Your task is to reproduce, exactly and only, the lines running from the line containing "Where can you spot the oven door handle" to the end of the data below, both included.

Referring expression data
------------------------------------------------------------
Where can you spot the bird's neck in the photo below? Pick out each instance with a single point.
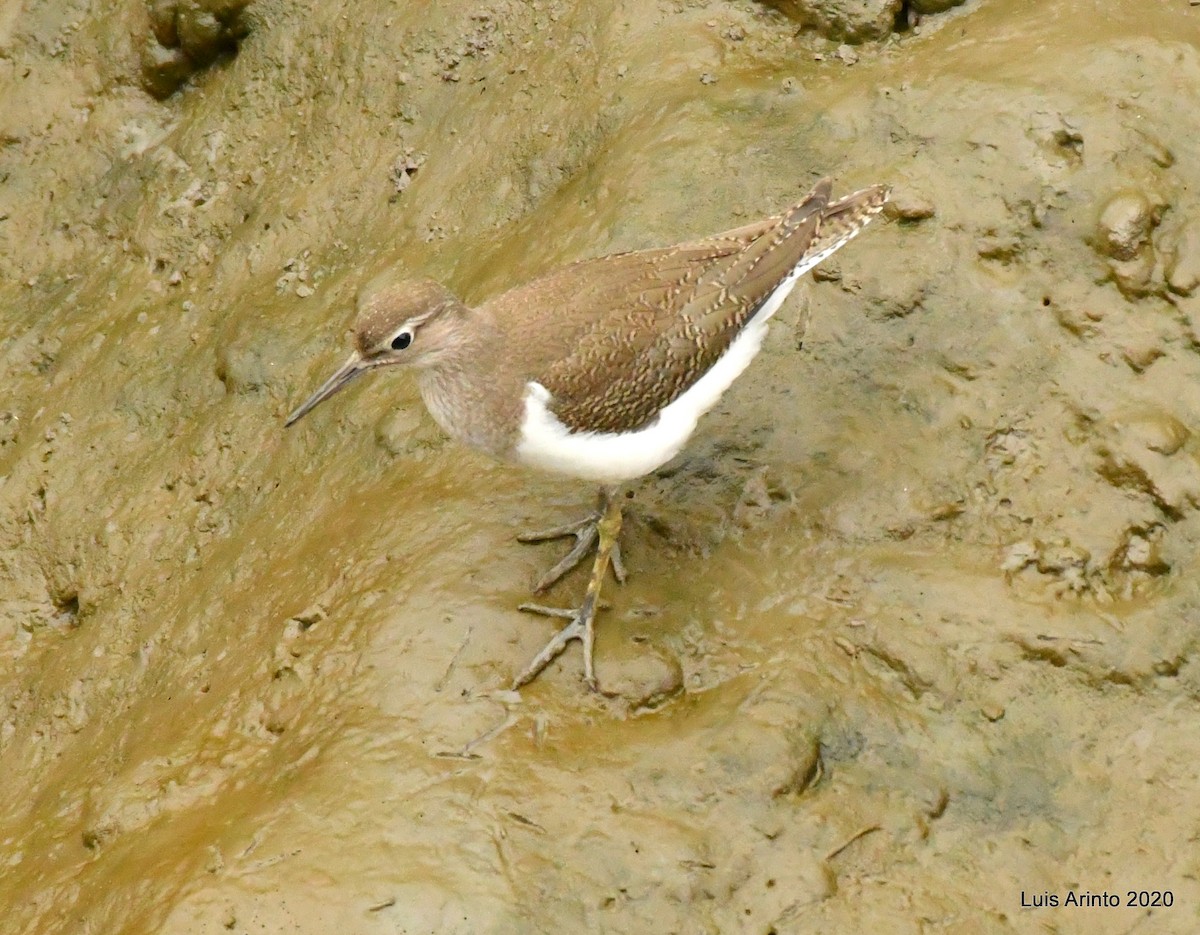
(459, 388)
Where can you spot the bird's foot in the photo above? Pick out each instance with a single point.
(581, 627)
(586, 533)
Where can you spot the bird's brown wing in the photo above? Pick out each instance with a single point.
(636, 330)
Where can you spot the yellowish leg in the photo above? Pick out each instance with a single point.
(585, 532)
(582, 621)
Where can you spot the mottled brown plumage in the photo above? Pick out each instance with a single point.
(600, 369)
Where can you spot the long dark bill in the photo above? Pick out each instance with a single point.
(347, 373)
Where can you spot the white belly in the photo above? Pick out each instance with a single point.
(610, 457)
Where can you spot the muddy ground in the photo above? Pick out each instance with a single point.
(911, 629)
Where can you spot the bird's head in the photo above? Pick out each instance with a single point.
(414, 322)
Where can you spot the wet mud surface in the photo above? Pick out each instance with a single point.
(911, 628)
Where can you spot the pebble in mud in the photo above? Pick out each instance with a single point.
(1125, 225)
(1183, 259)
(847, 21)
(641, 676)
(909, 205)
(189, 35)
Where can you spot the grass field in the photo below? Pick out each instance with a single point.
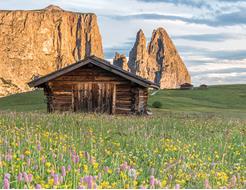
(196, 140)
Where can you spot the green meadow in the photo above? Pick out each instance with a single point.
(195, 140)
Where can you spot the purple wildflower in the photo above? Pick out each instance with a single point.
(152, 171)
(61, 179)
(106, 169)
(39, 147)
(30, 177)
(132, 173)
(63, 169)
(69, 168)
(152, 181)
(206, 184)
(7, 176)
(28, 161)
(22, 156)
(56, 179)
(90, 182)
(233, 181)
(177, 186)
(26, 179)
(52, 173)
(6, 184)
(20, 177)
(124, 166)
(38, 186)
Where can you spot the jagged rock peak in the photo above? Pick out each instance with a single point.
(53, 8)
(138, 55)
(120, 60)
(37, 42)
(160, 62)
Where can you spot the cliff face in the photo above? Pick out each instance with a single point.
(167, 67)
(160, 62)
(138, 56)
(40, 41)
(120, 60)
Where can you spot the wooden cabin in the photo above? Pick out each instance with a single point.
(95, 85)
(186, 86)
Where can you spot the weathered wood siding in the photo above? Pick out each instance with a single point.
(92, 89)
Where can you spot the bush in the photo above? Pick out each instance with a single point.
(157, 104)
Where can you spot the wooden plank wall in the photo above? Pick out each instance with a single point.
(69, 92)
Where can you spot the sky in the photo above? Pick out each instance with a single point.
(210, 35)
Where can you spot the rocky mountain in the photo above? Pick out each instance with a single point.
(159, 62)
(120, 60)
(37, 42)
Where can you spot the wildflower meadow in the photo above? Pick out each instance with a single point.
(100, 151)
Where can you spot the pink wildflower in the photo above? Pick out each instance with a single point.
(56, 179)
(38, 186)
(152, 181)
(63, 169)
(6, 184)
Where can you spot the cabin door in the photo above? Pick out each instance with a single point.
(93, 97)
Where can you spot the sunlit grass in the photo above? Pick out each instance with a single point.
(100, 151)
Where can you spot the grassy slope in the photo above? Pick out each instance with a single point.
(29, 101)
(229, 100)
(226, 99)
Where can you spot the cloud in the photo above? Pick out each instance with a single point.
(192, 3)
(219, 37)
(224, 19)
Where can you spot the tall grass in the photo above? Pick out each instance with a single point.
(120, 151)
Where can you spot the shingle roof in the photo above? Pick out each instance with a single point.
(98, 62)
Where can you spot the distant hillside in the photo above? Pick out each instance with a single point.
(227, 99)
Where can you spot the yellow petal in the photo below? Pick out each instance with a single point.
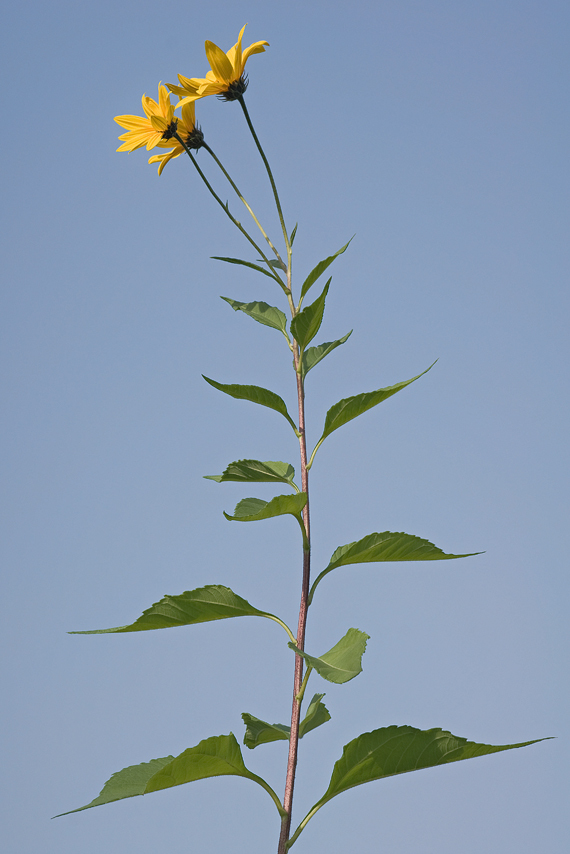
(159, 123)
(189, 115)
(189, 83)
(234, 55)
(256, 47)
(131, 122)
(220, 64)
(188, 100)
(153, 141)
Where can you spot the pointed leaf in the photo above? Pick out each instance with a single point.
(254, 471)
(313, 355)
(214, 757)
(202, 605)
(350, 407)
(397, 749)
(260, 732)
(341, 663)
(389, 546)
(384, 547)
(255, 509)
(316, 715)
(317, 271)
(128, 783)
(266, 314)
(243, 263)
(307, 323)
(257, 395)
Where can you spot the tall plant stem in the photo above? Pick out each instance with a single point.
(271, 179)
(224, 207)
(303, 608)
(241, 197)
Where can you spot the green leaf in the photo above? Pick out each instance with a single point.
(341, 663)
(266, 314)
(260, 732)
(202, 605)
(313, 355)
(254, 471)
(244, 264)
(317, 714)
(317, 271)
(255, 509)
(395, 750)
(351, 407)
(214, 757)
(128, 783)
(257, 395)
(387, 546)
(307, 323)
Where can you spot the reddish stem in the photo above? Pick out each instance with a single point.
(303, 607)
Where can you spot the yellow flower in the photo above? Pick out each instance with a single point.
(187, 131)
(226, 79)
(152, 130)
(158, 128)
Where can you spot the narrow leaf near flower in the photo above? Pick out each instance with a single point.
(227, 76)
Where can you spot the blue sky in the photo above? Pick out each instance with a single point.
(437, 133)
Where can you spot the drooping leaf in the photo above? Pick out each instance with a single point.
(341, 663)
(351, 407)
(395, 750)
(255, 394)
(214, 757)
(316, 715)
(250, 471)
(386, 546)
(260, 732)
(266, 314)
(317, 271)
(244, 264)
(307, 323)
(313, 355)
(255, 509)
(202, 605)
(128, 783)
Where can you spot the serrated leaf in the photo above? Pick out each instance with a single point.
(214, 757)
(244, 264)
(317, 271)
(317, 714)
(266, 314)
(260, 732)
(341, 663)
(307, 323)
(386, 546)
(255, 509)
(396, 750)
(202, 605)
(255, 394)
(255, 471)
(128, 783)
(313, 355)
(351, 407)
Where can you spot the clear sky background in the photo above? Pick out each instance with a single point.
(438, 133)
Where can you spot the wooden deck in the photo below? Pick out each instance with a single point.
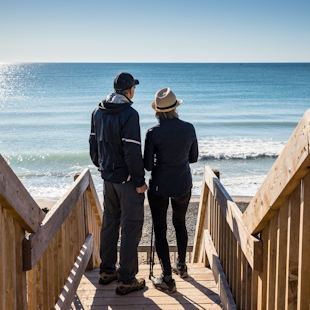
(198, 291)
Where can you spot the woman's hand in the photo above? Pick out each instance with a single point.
(142, 189)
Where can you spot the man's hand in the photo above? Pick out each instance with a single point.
(142, 189)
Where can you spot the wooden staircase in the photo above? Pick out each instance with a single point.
(198, 291)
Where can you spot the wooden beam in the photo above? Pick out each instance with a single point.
(67, 295)
(38, 242)
(251, 246)
(289, 168)
(201, 218)
(16, 199)
(92, 193)
(303, 297)
(219, 275)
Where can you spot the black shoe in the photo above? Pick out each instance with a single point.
(180, 269)
(167, 287)
(136, 285)
(106, 278)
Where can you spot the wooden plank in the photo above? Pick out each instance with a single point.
(38, 242)
(248, 243)
(303, 297)
(265, 237)
(219, 276)
(16, 199)
(21, 281)
(68, 292)
(292, 250)
(200, 221)
(191, 293)
(271, 270)
(2, 261)
(289, 168)
(281, 260)
(255, 290)
(9, 262)
(92, 193)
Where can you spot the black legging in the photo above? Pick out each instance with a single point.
(159, 206)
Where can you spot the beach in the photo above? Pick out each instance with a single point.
(191, 217)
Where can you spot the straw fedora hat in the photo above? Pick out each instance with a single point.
(165, 101)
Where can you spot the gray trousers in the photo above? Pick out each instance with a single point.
(123, 207)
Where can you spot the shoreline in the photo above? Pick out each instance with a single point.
(49, 203)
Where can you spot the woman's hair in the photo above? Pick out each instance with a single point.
(123, 92)
(166, 115)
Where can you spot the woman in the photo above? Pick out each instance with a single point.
(170, 147)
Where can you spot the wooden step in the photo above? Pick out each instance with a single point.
(198, 291)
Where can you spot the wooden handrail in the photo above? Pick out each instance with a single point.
(38, 242)
(55, 248)
(290, 167)
(263, 254)
(16, 199)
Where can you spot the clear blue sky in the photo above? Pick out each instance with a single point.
(155, 31)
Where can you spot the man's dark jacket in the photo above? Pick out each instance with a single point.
(115, 141)
(170, 147)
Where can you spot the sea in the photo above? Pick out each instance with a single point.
(243, 114)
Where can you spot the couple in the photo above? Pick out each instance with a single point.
(115, 148)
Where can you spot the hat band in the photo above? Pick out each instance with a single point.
(159, 108)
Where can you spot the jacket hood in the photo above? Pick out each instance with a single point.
(114, 103)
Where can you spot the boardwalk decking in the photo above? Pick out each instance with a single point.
(198, 291)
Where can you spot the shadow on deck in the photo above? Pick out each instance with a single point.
(198, 291)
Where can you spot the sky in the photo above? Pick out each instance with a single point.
(154, 31)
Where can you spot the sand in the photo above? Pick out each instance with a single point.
(191, 218)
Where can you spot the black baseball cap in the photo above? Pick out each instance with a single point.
(124, 81)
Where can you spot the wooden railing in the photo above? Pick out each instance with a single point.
(43, 257)
(261, 258)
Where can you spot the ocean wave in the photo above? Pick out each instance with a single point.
(236, 148)
(236, 156)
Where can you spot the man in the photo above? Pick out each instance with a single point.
(115, 147)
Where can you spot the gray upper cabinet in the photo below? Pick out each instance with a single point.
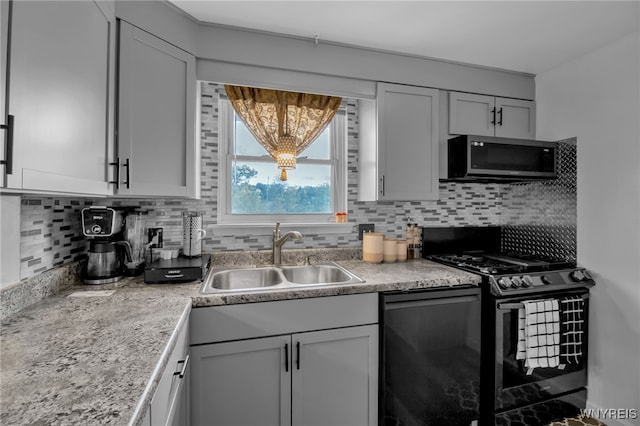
(157, 148)
(59, 60)
(399, 144)
(471, 114)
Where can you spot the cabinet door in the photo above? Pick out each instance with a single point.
(407, 123)
(59, 92)
(335, 377)
(157, 148)
(515, 118)
(471, 114)
(172, 392)
(243, 383)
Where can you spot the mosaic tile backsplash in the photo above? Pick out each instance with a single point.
(51, 233)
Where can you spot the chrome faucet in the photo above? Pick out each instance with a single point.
(279, 241)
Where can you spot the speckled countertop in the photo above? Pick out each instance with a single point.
(91, 360)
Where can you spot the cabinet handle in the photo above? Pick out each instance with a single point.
(183, 371)
(8, 149)
(127, 164)
(117, 180)
(286, 357)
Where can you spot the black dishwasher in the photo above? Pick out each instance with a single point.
(430, 357)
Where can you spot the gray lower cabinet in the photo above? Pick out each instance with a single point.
(295, 362)
(318, 378)
(59, 62)
(157, 149)
(170, 404)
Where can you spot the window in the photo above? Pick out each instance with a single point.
(250, 189)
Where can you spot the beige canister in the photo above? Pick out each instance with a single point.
(372, 247)
(401, 250)
(390, 251)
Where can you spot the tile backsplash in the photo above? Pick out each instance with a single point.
(51, 232)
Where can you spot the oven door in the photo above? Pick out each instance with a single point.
(514, 385)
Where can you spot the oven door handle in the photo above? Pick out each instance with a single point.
(510, 306)
(419, 303)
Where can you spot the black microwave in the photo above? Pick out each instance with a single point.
(487, 158)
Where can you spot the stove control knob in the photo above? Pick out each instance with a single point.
(516, 282)
(504, 283)
(577, 276)
(527, 281)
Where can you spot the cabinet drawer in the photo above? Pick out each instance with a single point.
(246, 321)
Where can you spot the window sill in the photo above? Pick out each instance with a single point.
(267, 228)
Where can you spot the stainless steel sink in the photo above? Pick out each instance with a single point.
(316, 274)
(274, 277)
(237, 279)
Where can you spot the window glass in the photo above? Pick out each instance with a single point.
(251, 185)
(257, 189)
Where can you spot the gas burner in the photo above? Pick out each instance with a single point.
(513, 273)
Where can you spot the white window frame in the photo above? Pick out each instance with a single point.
(338, 161)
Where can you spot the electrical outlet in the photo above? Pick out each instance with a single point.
(155, 237)
(365, 227)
------------------------------------------------------------
## RESPONSE
Where can you spot the oven door handle in the photo above? Pick out each instance with a single point.
(510, 306)
(419, 303)
Where can you spot the black microwave in the photo above? Pick out each instance with a single point.
(487, 158)
Where can you spot the stove control knob in the photo above? Pick out each instance with a single point.
(516, 282)
(504, 283)
(577, 276)
(527, 281)
Where can you spot the cabinet drawer in the photo above? Pick out each instance with a single point.
(246, 321)
Where can you spot the window sill in the photo above? Pick out each instance with a single point.
(267, 228)
Where can you spot the stainless steel sink in the photo above? Pick out each instance with a single point.
(316, 274)
(274, 277)
(237, 279)
Where can you spot the window glass in the photo above? Pick out each instance with a single point.
(251, 185)
(257, 189)
Where can you spot the gas burner in the photo above? Pick out each instance with a single point.
(513, 273)
Where can you spot the white window frame in the photo above? Pick out each instance with a single point.
(338, 161)
Where can you spot the electrical outlet in the photo above? Pick out each instance with a single point.
(155, 237)
(365, 227)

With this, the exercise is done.